• Extrait:

Les deux appels concernant l’Université Trinity Western (TWU) interjetés auprès de la Cour suprême du Canada auront pour conséquence de circonscrire le pouvoir d’organismes réglementaires comme les barreaux. Non, ce n’est pas ce qui a provoqué la ruée, l’automne dernier, vers les billets pour assister à une audience de deux jours qui fera date. Ni ce qui a motivé des optimistes, agglutinés dans une longue file sinueuse, à jouer des coudes pour être les témoins oculaires du prélude à une décision historique de la plus haute Cour du pays.
Ce résumé vite fait de la cause contient une foule de nouveaux enjeux d’une portée considérable cristallisés par le duel apparent entre la liberté de religion et les droits à l’égalité inscrits dans la Charte canadienne des droits et libertés et par l’accusation d’atteinte à la liberté académique du personnel de la faculté. La Cour aura donc à démêler un écheveau de questions juridiques et constitutionnelles d’une importance et d’une complexité inégalées.
Des tribunaux inférieurs ont entendu l’argumentaire des deux parties relativement aux faits en cause. D’un côté, on invoque un droit à la liberté de religion qui s’étend aux politiques d’admission et d’emploi d’une université confessionnelle. De l’autre, une politique de discrimination et d’exclusion, qui viole les droits à l’égalité également protégés par la législation. En conformité avec ses valeurs religieuses, la TWU exige de ses étudiants, de son personnel général et de ses professeurs qu’ils adhèrent à un « christianisme orthodoxe historique », selon lequel on doit croire aux Saintes Écritures et y obéir sans réserve. Ses avocats ont soutenu qu’à titre d’institution religieuse privée, la faculté n’est pas visée par la Charte ou par toute autre loi provinciale sur les droits de la personne. Ils ont aussi fait valoir que l’objectif de la TWU et des membres de sa communauté religieuse de former des avocats dans la tradition chrétienne évangélique est tout à fait légal et protégé par leurs droits à la liberté de religion et à l’égalité en vertu de la Charte.
En réplique, les barreaux ont affirmé que la TWU tente d’empêcher l’admission d’étudiants homosexuels, bisexuels, transgenres ou allosexuels et d’autres étudiants potentiels en appliquant un code de conduite basé sur ses croyances religieuses, qui ne reconnaît l’intimité sexuelle qu’après le mariage entre un homme et une femme. Cette barrière discriminatoire, avancent-ils, porte atteinte aux mêmes droits à la liberté de religion et à l’égalité des étudiants potentiels qui s’opposent aux obligations et aux croyances définies dans l’engagement communautaire de la TWU. En tant qu’organismes réglementaires, les barreaux ne peuvent l’accepter.

• Liste affichée:
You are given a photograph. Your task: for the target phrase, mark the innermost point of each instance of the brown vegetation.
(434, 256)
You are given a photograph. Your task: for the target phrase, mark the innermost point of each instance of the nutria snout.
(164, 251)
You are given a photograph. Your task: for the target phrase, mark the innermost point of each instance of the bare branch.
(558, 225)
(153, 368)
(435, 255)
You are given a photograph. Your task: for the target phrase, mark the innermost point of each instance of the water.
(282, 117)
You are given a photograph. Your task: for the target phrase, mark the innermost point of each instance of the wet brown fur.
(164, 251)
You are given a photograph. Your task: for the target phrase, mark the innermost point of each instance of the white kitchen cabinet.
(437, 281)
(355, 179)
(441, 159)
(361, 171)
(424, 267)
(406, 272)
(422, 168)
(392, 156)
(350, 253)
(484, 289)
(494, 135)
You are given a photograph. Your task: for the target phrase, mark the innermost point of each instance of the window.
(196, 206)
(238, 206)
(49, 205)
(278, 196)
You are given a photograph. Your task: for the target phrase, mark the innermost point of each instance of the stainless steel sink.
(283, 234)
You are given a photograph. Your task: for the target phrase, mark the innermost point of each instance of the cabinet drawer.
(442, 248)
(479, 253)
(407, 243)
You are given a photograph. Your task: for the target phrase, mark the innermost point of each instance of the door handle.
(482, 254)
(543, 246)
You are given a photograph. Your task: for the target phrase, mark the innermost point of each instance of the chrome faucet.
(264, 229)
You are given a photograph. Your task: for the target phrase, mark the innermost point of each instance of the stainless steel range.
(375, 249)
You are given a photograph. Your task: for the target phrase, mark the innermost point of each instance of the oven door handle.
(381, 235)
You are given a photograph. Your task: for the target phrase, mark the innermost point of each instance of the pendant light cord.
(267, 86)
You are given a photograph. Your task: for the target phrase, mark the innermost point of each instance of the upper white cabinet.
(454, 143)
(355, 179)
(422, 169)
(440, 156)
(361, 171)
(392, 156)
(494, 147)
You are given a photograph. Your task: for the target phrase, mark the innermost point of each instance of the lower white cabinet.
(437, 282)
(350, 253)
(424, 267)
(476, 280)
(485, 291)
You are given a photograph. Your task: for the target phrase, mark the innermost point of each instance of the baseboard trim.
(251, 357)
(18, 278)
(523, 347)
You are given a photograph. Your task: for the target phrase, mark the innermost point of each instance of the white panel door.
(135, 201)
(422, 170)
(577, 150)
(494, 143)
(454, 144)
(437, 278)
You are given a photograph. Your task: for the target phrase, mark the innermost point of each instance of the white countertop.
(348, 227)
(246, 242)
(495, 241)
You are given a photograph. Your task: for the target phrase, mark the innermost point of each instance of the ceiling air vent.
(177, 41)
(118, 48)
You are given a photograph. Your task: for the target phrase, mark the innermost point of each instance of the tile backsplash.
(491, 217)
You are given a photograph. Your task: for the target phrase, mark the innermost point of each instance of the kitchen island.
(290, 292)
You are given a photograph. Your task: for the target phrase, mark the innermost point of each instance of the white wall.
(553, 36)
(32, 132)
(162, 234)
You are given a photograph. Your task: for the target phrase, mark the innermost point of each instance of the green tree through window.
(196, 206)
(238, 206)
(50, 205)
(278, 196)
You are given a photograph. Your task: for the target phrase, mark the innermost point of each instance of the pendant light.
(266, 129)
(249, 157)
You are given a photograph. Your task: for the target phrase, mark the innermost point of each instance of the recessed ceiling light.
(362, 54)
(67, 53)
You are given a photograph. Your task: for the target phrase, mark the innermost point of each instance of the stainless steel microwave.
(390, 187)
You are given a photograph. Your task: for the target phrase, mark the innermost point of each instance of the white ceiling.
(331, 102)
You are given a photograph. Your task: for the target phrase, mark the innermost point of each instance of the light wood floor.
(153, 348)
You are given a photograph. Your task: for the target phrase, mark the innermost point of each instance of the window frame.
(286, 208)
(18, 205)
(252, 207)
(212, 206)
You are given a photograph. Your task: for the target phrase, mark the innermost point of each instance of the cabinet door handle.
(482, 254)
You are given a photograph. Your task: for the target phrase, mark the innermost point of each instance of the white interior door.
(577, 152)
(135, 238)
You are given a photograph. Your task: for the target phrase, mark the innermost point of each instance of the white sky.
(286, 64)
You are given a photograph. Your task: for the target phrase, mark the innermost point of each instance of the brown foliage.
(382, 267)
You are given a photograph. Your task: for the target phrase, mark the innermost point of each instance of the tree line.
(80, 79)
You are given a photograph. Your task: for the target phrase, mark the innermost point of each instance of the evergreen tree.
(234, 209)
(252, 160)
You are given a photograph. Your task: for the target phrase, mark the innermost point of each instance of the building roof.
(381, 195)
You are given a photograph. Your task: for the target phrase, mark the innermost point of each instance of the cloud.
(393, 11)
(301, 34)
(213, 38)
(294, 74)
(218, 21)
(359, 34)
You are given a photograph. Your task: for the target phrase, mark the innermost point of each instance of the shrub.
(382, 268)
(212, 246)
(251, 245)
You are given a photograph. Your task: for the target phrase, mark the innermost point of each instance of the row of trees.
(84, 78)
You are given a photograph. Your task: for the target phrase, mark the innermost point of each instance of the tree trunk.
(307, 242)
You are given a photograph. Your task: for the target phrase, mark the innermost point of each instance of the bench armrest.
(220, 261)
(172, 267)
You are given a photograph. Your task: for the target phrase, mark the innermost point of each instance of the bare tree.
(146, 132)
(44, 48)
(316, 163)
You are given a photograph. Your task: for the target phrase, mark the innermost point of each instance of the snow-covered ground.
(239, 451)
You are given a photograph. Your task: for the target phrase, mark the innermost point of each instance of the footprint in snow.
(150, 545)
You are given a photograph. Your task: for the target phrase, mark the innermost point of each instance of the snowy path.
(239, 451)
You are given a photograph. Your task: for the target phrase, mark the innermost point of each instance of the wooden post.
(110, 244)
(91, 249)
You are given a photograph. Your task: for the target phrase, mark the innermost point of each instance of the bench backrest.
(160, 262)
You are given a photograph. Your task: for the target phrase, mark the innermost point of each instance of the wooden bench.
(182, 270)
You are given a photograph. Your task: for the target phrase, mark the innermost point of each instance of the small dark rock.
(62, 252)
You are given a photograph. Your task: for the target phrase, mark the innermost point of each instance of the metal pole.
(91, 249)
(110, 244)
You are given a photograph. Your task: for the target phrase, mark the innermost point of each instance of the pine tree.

• Consignes:
a – D'après l'extrait, à quelle forme de christianisme la TWU demande-t-elle à ses étudiants, à son personnel et à ses professeurs d'adhérer ?
b – Recopiez le passage de la liste qui va de la ligne contenant « small dark rock. » jusqu'à la fin de la liste, ces deux bornes comprises.
La liste n'a aucun lien avec l'extrait.

• Exercice corrigé:
a – À un « christianisme orthodoxe historique ».

b –
You are given a photograph. Your task: for the target phrase, mark the innermost point of each instance of the small dark rock.
(62, 252)
You are given a photograph. Your task: for the target phrase, mark the innermost point of each instance of the metal pole.
(91, 249)
(110, 244)
You are given a photograph. Your task: for the target phrase, mark the innermost point of each instance of the pine tree.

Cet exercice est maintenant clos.